[Polygon-Annotationen für Fotos]
━━━━━━━━━━
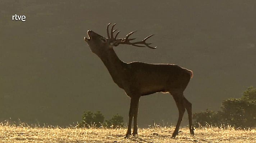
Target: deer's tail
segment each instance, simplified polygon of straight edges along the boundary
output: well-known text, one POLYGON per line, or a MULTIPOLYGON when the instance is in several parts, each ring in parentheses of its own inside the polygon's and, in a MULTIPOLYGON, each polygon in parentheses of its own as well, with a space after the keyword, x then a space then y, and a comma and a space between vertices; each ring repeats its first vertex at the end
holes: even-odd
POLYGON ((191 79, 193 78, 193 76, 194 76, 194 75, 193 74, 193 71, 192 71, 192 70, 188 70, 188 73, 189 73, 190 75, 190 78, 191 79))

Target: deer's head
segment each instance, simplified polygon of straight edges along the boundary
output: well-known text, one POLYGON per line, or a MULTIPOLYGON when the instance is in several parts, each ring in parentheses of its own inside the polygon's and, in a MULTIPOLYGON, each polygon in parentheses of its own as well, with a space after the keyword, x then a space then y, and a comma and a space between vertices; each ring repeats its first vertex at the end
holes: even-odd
━━━━━━━━━━
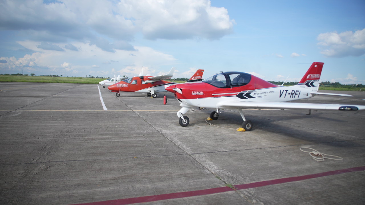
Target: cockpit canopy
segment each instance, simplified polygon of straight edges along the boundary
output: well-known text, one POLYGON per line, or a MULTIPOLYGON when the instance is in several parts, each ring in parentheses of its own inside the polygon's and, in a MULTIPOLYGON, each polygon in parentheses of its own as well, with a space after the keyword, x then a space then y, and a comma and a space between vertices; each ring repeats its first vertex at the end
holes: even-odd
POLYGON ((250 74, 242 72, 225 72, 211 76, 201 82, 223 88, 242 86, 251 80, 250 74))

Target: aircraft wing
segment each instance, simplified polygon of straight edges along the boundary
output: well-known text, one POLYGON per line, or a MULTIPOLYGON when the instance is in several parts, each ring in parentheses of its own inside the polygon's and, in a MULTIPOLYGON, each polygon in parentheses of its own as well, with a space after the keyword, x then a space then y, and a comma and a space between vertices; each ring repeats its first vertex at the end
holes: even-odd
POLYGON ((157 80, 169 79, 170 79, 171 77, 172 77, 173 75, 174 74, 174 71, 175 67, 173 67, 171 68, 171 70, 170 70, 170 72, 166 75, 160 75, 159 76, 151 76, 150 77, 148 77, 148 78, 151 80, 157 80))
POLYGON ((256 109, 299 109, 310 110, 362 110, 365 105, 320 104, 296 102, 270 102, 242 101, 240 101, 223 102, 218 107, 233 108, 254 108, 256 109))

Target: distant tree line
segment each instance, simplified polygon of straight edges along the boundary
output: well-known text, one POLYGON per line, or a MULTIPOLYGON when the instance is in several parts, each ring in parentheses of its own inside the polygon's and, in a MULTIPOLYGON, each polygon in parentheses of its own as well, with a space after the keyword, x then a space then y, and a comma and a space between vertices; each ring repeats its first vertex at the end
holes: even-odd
━━━━━━━━━━
#### Aufgabenbeschreibung
Zähle die Zeilen im Material, die die Zeichenfolge „Target“ enthalten, unter Beachtung der Groß- und Kleinschreibung, und gib nur die Zahl an.

#### Antwort
5